Dataset entries ->
** START **

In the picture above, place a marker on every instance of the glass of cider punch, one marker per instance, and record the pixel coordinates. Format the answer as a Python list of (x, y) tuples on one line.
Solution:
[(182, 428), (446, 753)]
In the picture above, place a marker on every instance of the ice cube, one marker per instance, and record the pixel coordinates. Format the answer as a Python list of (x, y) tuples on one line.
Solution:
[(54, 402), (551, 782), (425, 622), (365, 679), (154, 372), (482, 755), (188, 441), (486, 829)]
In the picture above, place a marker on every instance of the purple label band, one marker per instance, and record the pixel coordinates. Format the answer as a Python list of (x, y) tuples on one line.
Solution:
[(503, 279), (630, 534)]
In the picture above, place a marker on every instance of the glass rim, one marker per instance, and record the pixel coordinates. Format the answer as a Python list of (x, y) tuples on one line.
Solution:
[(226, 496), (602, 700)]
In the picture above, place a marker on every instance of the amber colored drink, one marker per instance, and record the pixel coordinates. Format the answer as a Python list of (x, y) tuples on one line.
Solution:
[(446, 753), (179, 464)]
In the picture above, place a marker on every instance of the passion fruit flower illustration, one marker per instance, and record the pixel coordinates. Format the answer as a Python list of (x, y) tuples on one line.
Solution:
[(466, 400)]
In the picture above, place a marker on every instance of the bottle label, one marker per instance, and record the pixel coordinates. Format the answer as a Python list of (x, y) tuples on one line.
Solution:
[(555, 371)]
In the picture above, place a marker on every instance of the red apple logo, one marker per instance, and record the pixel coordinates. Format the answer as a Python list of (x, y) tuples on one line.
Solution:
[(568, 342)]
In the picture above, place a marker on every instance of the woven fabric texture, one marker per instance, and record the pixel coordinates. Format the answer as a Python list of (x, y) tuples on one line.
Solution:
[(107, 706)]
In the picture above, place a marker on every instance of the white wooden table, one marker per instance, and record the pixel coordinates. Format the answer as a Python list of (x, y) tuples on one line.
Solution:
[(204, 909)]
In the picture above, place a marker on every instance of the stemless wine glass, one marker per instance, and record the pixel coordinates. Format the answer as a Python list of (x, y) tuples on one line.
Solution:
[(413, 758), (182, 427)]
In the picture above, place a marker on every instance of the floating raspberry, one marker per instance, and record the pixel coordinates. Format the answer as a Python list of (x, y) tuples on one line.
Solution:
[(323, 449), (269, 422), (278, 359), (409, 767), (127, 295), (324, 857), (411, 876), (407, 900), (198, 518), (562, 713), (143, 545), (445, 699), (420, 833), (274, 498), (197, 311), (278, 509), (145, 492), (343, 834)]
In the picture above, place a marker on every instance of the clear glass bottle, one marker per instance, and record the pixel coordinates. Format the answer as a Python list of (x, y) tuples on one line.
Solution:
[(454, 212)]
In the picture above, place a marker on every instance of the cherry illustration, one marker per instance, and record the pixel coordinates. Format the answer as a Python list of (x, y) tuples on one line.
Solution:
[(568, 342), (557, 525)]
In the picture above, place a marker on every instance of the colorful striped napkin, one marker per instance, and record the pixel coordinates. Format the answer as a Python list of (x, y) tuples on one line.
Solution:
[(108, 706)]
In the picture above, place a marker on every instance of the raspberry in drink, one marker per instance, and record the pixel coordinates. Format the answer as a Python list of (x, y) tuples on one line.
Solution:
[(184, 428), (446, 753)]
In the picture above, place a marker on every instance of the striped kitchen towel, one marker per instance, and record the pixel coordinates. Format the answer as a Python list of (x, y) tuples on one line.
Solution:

** END **

Write out all the data again, exactly as it appears.

In the picture above, place a marker on every instance of the glass of cider punch, one marker per instance, and record the pixel coordinates. Format the answer as a Python list of (x, y) tuples on one line.
Solution:
[(182, 428), (446, 753)]
In the picture above, place a marker on every instance of the ice cube, one marker per instance, and record the pixel coordinates. Format the answer as a Python list of (x, y) tuples on one line.
Solution:
[(54, 402), (551, 782), (425, 622), (365, 679), (154, 372), (482, 755), (188, 441), (486, 829)]
In the picture above, place a marker on every instance of the purple label band, one marker per instance, and record the pixel coordinates. Format the answer as a Python list of (x, y) tuples on one line.
Solution:
[(503, 279), (630, 534)]
In the picture above, place a marker on every instance of the glass rim, one marker per instance, and record the pixel coordinates. Format the answer as a Python list of (x, y) tuples on one line.
Solution:
[(226, 496), (602, 700)]
In the picture above, place a marker on every instance of the amber colored drink, one marker per instance, and record the pixel coordinates. Format the answer as a Python list of (x, y) tuples on one line.
Solution:
[(446, 753), (179, 464)]
In the picture above, place a marker on every instance of the passion fruit flower illustration, one marker per instance, and record the pixel coordinates. Format the answer as a Python list of (x, y) tuples on one line.
Solution:
[(466, 400)]
In the picture above, place a marker on every instance of the bottle label, one marker per instance, and record the pixel coordinates. Format the answer as a Python list of (x, y) tuples on one line.
Solution:
[(555, 371)]
In the picture above, place a marker on every instance of the red apple logo, one marker per instance, and record the pixel coordinates. Format the answer as a Python list of (x, y) tuples on one line.
Solution:
[(568, 342)]
In the picture above, place a marker on every instance of the woven fabric texture, one marker per instance, and record the pixel coordinates. Format the answer as a Python list of (x, y) tuples on one line.
Solution:
[(107, 706)]
In the picture above, place a marker on every instance of the white wooden table, one marker per instance, and record the pixel coordinates. Format the answer as a Python list of (x, y) tuples on one line.
Solution:
[(204, 909)]
In the picture above, place a marker on every instance of the stemless wine glass, one marker per instance, and record the pixel coordinates. Format the answer as a Python list of (x, y) tuples on one line.
Solution:
[(413, 758), (182, 427)]
In the picture above, place a marker on every instance of the floating raspberry, one marker per instance, and record the pixel coordinates. Format the answer as a Python list of (x, y) tuples on one line.
Solution:
[(323, 449), (269, 422), (278, 359), (409, 767), (127, 295), (324, 857), (411, 876), (407, 900), (198, 518), (562, 713), (143, 545), (445, 699), (420, 833), (274, 498), (197, 311), (278, 509), (145, 492), (343, 834)]
In the picture above, place a marker on every instance of the clear glass bottle, one marker per instance, and record the pixel coordinates. Format the answer as a Python list of (x, y) tuples on one line.
Solution:
[(454, 212)]
In the picture above, place a marker on every instance of the cherry illustration, one marker per instance, and record the pixel coordinates. Format the answer as a Python list of (x, y) tuples on one line.
Solution:
[(568, 342), (557, 525)]
In the picture above, place a marker on every instance of the colorful striped napkin, one marker per instance, and record the pixel coordinates. Format the answer as a Python list of (x, y) tuples on one line.
Solution:
[(108, 706)]
In the picture above, place a marker on every instance of the raspberry in drink, one marker per instance, and record the pixel coordinates. Format the answer as a Python list of (x, y) tuples on one line.
Solution:
[(184, 428), (446, 753)]
In the picture above, place a marker on every instance of the striped kitchen towel, one marker per instance, and record the pixel coordinates. Format the answer as a Python list of (x, y) tuples on one line.
Solution:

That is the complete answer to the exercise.